AIM 1 |
Gather every line of the listing below that contains the string "freight", matching case exactly, and copy each one in full.

PAGE TEXT |

A pair of new exhibits at the Athenaeum Music & Arts Library may well expand your aesthetic awareness, and broaden your thought processes, too.

Israeli-born, L.A.-based sculptor Galia Linn references wabi-sabi in her site-specific installation “Inside,” which is on display not just inside the main gallery but outside on the patio as well.

“My sculptures ... are relics, objects that you might find in an excavation,” she writes. “Their purpose is at times clear and at times mysterious so you may find yourself creating your own narrative around their existence.”

Further inside, in the Rotunda Gallery, is “Thinking About Thought,” a selection of drawings and artist’s books by New York-based artist/writer Roberta Allen. The Athenaeum holds the complete collection of Allen’s artist’s books, most created in the 1970s.

“People don’t realize how difficult it is to get a complete set,” said executive director Erika Torri, who started collecting artist’s books in the late 1970s, and brought her passion to the Athenaeum. “Sometimes the hunt takes 10 years, or more. And we do a publication for each conceptual artist whose collection we own. Ed Ruscha was the first, in 2010, and Roberta will be No. 6.”

Roberta Allen, Torri explained, was a special case. “In the mid-’90s, some years after I came to the Athenaeum, a friend gave me his collection of 200 conceptual artists’ books. I saw Roberta’s name among them, but I couldn’t track her down. I found someone on the Internet with the same name, but she was a short-story writer, and there was no easy way to get in touch.”

Location identification items |
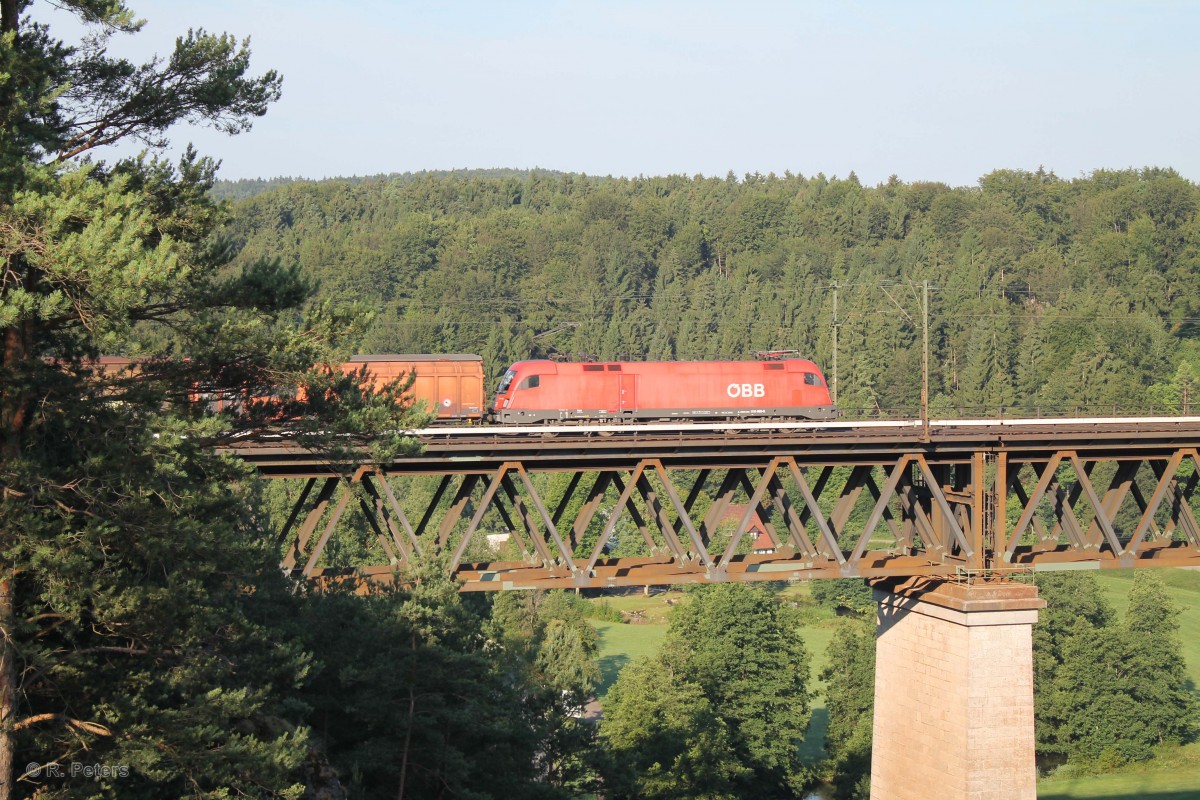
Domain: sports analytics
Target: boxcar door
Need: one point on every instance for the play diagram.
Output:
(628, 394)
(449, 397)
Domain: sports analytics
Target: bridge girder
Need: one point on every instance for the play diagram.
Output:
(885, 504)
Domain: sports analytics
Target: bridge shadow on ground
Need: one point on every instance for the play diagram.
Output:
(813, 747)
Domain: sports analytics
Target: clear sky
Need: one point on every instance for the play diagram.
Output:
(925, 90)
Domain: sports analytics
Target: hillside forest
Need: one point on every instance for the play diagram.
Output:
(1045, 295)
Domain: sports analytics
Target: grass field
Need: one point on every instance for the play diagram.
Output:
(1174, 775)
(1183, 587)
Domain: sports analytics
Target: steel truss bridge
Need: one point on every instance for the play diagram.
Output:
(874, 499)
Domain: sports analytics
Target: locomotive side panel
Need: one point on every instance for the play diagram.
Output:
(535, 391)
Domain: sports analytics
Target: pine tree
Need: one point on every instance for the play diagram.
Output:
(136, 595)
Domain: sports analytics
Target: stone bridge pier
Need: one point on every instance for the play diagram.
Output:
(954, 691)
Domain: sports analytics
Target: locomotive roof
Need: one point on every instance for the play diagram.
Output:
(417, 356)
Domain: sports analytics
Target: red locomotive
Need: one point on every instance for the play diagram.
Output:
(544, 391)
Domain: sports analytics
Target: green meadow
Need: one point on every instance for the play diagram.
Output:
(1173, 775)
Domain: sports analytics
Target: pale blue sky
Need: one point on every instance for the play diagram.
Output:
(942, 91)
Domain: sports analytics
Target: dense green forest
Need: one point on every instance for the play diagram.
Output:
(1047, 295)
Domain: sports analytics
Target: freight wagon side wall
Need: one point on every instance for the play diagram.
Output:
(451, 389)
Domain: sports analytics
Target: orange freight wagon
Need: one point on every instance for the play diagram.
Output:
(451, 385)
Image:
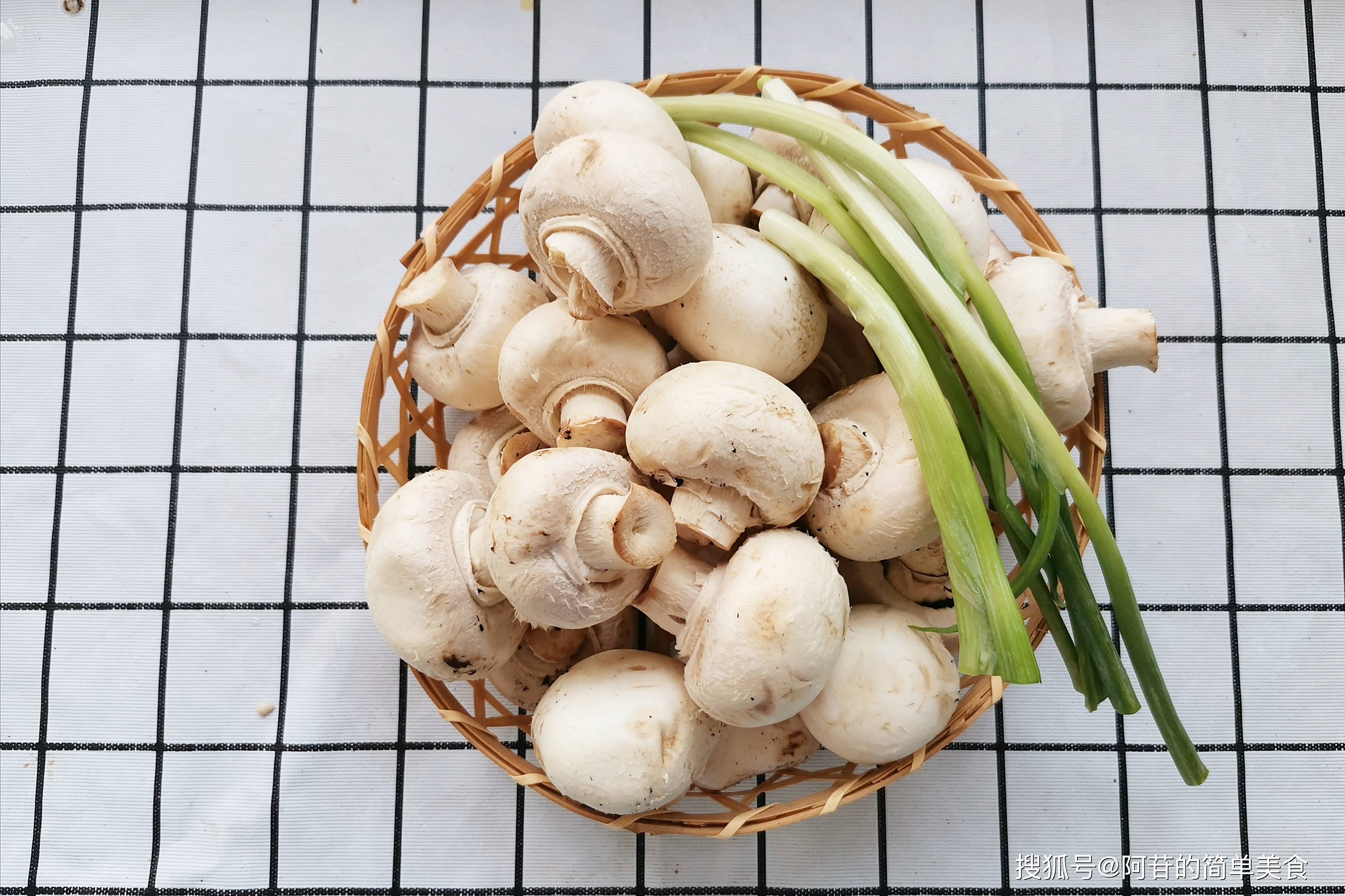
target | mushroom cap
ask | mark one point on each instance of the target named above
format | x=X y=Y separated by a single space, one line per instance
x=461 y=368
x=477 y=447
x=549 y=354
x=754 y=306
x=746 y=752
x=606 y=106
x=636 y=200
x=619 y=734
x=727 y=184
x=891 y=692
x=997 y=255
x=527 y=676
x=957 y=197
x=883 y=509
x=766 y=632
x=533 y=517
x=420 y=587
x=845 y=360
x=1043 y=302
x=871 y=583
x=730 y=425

AIM 2 |
Carry on the article about the two Athenaeum exhibits from the point where it stops.

TASK RESULT 1 |
Target: freight wagon side wall
Target: orange freight wagon

TASK RESULT 2 |
Fast forward to 2013, when local sculptor Matt Hebert proposed creating an exhibit for the main gallery that would feature a large wooden carpet incorporating phrases from some of the Athenaeum’s more than 2,000 artists’ books.

“He was only interested in books published in 1975, his birth year, and one of the excerpts he picked was Roberta’s,” Torri continued. “I said: There she is again! I have to follow up! By then, she had just had an exhibition in New York, and she had more presence on the net, and an e-mail address. And it turns out we are the only ones who have the complete set of her artist’s books, all seven of them. We’ve had them almost 20 years, and didn’t even know it!”

Encouraged by Torri’s interest, Allen — who had made a career as an author — rekindled her desire to draw, create artist’s books, and exhibit her work. Some of her first ink drawings in decades will be on display in “Thinking About Thought,” along with the wooden excerpt that started it all, from Matt Hebert’s 2013 piece, “Cover to Cover.”

And there’s more: Stop in the North Reading Room to see “The Iannellis In California: Selected Works 1910-15,” part of a multi-site exhibition honoring architect Irving Gill. Chicago-based designers Alfonso and Margaret Iannelli (he created the band shell for the Spreckels Organ Pavilion) collaborated with several SoCal architects of the early 20th century, including Gill. (See related story about Gill, page B1.)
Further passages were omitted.